▸ **Goal of the exercise**: Rewrite the records below with every occurrence of "service" replaced by "endpoint" and nothing else changed. Leave the pictures out.

------------------------------------

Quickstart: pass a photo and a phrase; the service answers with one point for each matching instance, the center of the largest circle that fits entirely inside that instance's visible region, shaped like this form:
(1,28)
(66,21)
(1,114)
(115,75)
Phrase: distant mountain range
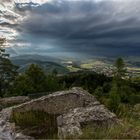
(48,64)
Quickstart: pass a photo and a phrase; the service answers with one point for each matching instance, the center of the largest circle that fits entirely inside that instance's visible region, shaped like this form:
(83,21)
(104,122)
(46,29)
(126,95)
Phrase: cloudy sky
(71,27)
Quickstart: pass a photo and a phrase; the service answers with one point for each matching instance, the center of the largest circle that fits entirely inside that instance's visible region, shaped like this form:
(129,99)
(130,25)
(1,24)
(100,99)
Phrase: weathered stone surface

------------------------------------

▸ **Answer to the exercise**:
Quickstart: pass a photo and a phrase; the endpoint answers with one point for each matching instance, the center of the largest circle that fits entirely inside that instance's visible region, shaped like this form:
(1,28)
(66,21)
(1,114)
(115,75)
Phrase: distant mountain range
(48,64)
Quickstart: pass a photo and a phrase; the endpoint answers with one point for each matching instance, the center of the largest circle that fits entirely inside that instance's visible region, shaped like this form:
(83,21)
(104,122)
(46,29)
(126,95)
Phrase: cloudy sky
(71,27)
Quickstart: pass a photo and a phrase; the endpoint answers with one point for each matching instance, the center of the largest circle that fits entirely inside that instance's visible region, shaped like this form:
(129,99)
(130,25)
(1,24)
(100,99)
Phrase: weathered stone surface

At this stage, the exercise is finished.